DATA SECTION ::
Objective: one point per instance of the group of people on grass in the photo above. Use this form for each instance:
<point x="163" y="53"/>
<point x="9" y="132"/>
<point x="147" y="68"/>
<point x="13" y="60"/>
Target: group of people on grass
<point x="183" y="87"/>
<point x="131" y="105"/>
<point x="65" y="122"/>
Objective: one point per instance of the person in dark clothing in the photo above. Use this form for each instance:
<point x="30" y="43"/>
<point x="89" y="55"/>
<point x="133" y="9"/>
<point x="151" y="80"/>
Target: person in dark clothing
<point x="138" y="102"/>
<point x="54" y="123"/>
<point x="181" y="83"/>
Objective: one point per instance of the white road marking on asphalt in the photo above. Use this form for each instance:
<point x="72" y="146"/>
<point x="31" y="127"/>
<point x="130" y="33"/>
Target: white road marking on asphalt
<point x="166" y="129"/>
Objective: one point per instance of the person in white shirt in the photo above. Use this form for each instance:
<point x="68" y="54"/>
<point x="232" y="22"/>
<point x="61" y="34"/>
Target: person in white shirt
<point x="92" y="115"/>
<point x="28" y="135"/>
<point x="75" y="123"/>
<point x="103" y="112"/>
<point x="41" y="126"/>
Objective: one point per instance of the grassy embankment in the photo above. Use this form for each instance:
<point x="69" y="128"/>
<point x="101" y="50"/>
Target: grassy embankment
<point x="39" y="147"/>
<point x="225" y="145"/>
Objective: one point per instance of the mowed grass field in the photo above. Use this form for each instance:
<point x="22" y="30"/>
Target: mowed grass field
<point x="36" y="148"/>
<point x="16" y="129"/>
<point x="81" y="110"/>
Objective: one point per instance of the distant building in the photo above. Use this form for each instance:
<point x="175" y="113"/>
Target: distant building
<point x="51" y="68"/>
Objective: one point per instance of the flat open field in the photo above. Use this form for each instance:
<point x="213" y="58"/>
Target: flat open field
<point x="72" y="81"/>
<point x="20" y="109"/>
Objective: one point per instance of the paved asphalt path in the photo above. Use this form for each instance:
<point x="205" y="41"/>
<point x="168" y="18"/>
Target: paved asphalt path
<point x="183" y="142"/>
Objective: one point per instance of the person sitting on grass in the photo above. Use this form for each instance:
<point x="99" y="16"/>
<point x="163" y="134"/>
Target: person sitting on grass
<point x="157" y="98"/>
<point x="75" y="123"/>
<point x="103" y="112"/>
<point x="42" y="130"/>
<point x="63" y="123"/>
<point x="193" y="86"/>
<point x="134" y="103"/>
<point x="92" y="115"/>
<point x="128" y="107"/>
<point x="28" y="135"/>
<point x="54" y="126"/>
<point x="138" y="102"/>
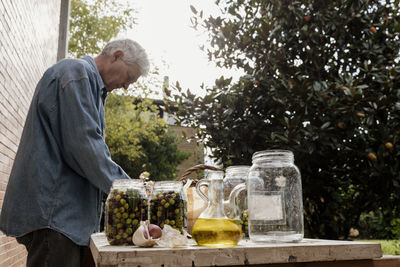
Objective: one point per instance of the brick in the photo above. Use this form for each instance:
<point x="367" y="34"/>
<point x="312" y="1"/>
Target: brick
<point x="28" y="46"/>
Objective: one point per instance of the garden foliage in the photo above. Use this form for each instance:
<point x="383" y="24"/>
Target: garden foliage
<point x="138" y="139"/>
<point x="322" y="78"/>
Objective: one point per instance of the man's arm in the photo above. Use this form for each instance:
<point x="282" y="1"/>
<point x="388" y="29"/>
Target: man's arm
<point x="83" y="145"/>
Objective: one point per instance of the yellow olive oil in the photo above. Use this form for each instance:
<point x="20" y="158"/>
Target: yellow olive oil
<point x="218" y="233"/>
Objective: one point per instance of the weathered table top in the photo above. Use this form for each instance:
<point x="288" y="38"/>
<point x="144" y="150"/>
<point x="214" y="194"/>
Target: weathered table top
<point x="246" y="253"/>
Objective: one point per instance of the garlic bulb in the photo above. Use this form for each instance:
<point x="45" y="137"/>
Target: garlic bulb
<point x="142" y="236"/>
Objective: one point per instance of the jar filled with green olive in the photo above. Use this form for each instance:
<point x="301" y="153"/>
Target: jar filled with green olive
<point x="168" y="205"/>
<point x="126" y="206"/>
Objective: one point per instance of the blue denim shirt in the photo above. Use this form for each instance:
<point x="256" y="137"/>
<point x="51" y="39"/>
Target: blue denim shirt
<point x="62" y="163"/>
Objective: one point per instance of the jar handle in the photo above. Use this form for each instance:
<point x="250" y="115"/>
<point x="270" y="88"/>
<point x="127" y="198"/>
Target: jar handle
<point x="198" y="189"/>
<point x="233" y="196"/>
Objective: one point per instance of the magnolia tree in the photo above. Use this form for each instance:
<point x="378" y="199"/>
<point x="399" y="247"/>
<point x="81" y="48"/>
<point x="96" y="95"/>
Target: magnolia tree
<point x="322" y="78"/>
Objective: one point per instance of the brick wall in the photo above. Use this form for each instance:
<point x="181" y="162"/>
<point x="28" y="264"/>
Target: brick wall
<point x="29" y="31"/>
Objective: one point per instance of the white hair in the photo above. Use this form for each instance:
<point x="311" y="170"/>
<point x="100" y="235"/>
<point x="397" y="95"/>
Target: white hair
<point x="133" y="53"/>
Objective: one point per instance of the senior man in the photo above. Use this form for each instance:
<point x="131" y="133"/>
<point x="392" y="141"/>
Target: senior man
<point x="53" y="199"/>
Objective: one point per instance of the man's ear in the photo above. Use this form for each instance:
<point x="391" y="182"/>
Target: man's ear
<point x="117" y="55"/>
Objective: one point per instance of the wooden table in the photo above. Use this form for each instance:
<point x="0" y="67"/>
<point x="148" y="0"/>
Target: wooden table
<point x="309" y="252"/>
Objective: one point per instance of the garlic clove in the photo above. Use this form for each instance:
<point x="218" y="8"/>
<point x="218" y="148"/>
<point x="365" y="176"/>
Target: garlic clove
<point x="139" y="237"/>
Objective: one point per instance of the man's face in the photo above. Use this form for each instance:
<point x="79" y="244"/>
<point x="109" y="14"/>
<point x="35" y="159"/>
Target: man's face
<point x="119" y="74"/>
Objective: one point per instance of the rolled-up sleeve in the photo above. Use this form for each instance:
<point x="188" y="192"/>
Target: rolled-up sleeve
<point x="83" y="144"/>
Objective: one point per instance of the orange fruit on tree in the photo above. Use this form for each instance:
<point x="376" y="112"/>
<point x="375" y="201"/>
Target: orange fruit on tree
<point x="359" y="114"/>
<point x="372" y="156"/>
<point x="388" y="145"/>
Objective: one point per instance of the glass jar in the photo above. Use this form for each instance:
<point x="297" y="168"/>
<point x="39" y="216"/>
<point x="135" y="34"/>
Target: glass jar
<point x="168" y="205"/>
<point x="235" y="175"/>
<point x="275" y="198"/>
<point x="126" y="206"/>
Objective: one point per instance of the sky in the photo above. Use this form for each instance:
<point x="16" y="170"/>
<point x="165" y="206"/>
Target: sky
<point x="164" y="29"/>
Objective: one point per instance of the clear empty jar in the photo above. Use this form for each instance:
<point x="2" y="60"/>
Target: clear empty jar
<point x="235" y="175"/>
<point x="275" y="198"/>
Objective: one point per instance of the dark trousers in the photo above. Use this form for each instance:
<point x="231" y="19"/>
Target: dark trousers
<point x="48" y="248"/>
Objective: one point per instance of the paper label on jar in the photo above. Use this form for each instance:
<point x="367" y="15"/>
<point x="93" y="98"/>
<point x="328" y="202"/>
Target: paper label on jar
<point x="267" y="206"/>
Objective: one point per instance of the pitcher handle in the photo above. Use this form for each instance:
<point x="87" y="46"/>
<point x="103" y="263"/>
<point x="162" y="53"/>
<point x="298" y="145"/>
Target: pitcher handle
<point x="233" y="196"/>
<point x="198" y="189"/>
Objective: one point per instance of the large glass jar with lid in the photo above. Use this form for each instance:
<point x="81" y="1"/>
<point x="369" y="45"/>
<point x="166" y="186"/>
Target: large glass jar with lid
<point x="235" y="175"/>
<point x="275" y="197"/>
<point x="126" y="206"/>
<point x="168" y="205"/>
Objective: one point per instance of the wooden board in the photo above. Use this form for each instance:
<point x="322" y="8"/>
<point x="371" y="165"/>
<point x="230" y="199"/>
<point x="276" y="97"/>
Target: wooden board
<point x="247" y="253"/>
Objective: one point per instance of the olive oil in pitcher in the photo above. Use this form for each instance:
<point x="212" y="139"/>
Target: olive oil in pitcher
<point x="217" y="232"/>
<point x="213" y="228"/>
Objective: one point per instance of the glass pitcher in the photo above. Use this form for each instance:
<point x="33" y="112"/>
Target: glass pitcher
<point x="213" y="228"/>
<point x="274" y="193"/>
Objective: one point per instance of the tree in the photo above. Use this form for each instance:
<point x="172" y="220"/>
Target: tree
<point x="138" y="139"/>
<point x="323" y="80"/>
<point x="95" y="23"/>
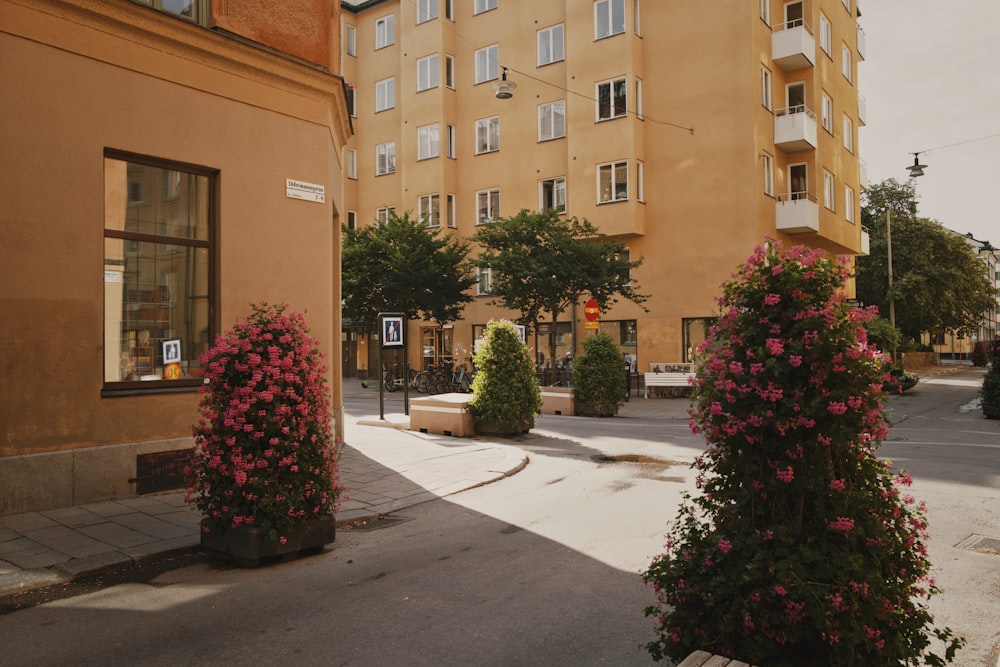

PROMPT :: Gather every line above that contains the word "field", and copy each one in full.

WRITTEN REPLY ::
Objective: one point per instance of the mowed grass field in the photo above. Use this form for each instance:
Target: mowed grass field
Objective: one point per instance of the flat open field in the photo above. Use this form for each instance:
Target: flat open field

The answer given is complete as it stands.